* **Objective**
Only the lines from the one containing "The function indicates a point for each instance of the steel" through the final line of the material below should be output, exactly as they stand.

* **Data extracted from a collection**
+ + +

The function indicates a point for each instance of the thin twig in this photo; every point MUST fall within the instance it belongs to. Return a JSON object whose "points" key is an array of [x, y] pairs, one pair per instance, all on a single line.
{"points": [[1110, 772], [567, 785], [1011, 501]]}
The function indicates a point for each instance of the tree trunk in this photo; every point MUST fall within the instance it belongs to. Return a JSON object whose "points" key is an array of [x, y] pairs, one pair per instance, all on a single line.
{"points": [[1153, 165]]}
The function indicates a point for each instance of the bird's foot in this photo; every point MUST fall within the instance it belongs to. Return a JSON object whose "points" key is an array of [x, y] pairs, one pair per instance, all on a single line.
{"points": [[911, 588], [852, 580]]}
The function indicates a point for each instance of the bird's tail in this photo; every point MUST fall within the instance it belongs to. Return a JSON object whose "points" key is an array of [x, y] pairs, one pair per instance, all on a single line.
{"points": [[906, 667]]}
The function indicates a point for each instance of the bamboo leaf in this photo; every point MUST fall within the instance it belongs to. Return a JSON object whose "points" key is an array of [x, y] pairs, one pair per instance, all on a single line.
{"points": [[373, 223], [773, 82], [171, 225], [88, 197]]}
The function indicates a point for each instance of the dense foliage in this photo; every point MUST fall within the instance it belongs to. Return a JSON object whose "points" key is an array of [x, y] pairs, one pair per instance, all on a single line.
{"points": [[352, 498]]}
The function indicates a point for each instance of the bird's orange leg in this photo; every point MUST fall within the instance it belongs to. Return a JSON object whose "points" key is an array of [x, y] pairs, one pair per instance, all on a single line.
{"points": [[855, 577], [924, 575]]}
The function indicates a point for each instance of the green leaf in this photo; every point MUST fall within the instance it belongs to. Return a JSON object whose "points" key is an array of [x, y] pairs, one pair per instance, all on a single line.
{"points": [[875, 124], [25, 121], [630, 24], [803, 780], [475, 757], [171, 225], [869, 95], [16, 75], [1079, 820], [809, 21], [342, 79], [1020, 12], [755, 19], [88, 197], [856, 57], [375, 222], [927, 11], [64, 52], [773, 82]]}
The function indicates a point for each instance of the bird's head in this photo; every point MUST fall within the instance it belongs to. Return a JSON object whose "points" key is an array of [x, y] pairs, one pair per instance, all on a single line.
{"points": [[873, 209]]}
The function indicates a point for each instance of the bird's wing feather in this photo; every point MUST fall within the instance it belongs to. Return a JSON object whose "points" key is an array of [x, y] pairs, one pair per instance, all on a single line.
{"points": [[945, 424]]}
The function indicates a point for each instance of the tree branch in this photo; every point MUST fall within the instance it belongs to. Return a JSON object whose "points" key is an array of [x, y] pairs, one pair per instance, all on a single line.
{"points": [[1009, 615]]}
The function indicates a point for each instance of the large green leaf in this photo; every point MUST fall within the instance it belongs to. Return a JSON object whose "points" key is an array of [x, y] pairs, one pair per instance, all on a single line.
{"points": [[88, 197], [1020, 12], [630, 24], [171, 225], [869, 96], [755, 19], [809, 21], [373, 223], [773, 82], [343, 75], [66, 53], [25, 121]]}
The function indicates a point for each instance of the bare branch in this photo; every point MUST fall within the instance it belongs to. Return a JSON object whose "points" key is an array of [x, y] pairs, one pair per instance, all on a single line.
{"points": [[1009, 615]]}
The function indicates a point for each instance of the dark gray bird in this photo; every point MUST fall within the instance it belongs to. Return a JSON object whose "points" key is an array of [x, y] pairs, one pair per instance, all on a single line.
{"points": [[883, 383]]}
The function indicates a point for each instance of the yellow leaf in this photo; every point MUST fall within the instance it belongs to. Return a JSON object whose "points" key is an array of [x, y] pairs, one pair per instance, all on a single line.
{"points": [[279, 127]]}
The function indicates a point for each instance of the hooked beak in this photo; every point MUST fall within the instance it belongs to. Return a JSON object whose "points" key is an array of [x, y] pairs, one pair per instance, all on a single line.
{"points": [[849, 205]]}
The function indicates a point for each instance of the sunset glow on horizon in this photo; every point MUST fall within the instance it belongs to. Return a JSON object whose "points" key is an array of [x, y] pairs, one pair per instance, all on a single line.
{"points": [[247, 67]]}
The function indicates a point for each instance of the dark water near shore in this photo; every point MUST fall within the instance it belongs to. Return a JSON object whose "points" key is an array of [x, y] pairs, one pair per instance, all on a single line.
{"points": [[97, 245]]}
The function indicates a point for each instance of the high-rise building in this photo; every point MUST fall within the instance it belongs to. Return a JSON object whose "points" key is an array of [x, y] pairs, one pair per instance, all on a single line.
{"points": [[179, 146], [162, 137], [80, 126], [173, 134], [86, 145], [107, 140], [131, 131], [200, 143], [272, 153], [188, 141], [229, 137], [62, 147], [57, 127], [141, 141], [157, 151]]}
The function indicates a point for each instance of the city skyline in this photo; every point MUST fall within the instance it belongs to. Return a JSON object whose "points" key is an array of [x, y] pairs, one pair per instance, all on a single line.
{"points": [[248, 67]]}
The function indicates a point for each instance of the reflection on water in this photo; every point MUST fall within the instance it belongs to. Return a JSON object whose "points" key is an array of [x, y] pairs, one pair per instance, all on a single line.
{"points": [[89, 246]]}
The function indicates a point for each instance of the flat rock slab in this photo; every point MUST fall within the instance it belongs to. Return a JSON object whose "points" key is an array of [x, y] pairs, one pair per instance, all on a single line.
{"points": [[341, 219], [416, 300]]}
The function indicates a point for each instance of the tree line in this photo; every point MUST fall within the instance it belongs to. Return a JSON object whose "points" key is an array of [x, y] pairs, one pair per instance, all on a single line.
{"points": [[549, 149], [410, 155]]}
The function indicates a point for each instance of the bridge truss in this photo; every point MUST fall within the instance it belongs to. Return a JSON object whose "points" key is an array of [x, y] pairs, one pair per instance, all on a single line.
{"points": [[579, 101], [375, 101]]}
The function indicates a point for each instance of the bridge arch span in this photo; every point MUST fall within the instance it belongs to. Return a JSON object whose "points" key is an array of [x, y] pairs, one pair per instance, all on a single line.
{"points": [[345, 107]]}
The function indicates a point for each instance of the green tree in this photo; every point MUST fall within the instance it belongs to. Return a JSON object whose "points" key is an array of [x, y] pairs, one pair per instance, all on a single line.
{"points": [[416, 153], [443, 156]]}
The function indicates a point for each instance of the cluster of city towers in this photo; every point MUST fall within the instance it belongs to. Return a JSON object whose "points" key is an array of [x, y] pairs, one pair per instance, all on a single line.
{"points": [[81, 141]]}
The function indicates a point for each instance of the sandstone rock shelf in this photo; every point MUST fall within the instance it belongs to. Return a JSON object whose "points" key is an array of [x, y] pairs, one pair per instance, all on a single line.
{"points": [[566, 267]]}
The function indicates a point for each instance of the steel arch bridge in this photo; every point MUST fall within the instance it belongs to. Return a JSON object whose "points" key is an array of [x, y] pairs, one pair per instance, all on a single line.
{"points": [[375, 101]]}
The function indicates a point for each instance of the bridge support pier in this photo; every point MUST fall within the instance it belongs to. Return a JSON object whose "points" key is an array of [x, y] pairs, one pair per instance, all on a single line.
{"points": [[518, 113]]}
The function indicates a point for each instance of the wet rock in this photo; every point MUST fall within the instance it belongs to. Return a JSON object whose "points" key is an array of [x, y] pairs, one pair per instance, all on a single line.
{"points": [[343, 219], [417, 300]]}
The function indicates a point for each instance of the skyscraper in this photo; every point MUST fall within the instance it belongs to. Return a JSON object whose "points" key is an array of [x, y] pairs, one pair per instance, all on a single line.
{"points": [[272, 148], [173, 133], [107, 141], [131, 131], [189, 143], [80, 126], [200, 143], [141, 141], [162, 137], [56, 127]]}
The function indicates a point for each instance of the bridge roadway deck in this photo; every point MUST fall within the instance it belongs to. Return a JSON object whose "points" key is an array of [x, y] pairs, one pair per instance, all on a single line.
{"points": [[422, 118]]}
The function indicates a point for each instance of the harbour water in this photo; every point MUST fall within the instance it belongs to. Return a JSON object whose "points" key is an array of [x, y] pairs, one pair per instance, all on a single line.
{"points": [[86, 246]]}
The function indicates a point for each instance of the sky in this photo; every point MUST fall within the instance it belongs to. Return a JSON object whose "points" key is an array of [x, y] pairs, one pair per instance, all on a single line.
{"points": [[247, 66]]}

+ + +

* **The result**
The function indicates a point for each instance of the steel arch bridge in this photo; every point MUST fall within the instance it belongs to. Return a JSON object whose "points" key is an array of [x, y] pairs, one pair per instance, all on a single line.
{"points": [[375, 101]]}
The function indicates a point for each instance of the bridge support pier in this photo; every point MUST fall within the instance it belongs to. Return a JSON object whose "points" key is an array of [x, y] pairs, one pair per instance, all on a single line.
{"points": [[518, 113]]}
The function indicates a point for each instance of the wet rock in this photo; every point MUST fall within the instance it belongs to. Return a JSON object whose "points" key is an array of [x, y] pairs, one pair per instance, all on a single line.
{"points": [[343, 219], [417, 300]]}
The function indicates a point for each instance of the skyscraper in this photo; every point MUST fall within the instance it belongs to. Return a JSON object whose "points" key is an array of [x, y] pairs, one pair per instance, all on a single line.
{"points": [[272, 148], [173, 133], [107, 141], [131, 131], [189, 143], [80, 126], [200, 143], [141, 141], [162, 137], [56, 127]]}
The function indicates a point for each instance of the bridge roadway deck in this photo; every point MUST fall within the instance it belongs to. Return a JSON object whose "points" key is an array of [x, y] pairs, one pair per instance, all on a single line.
{"points": [[422, 118]]}
The function indicates a point for each instance of the harbour water in this photo; every point MUST fall within the instance it belongs to. Return a JSON object whose "points" key is an array of [x, y] pairs, one pair per instance, all on a single line.
{"points": [[86, 246]]}
The function indicates a point for each instance of the sky in this photo; every point MUST fall within the instance it belongs to. Return a JSON object whose "points" key is an array of [x, y] pairs, one pair per instance, all on a single line.
{"points": [[247, 66]]}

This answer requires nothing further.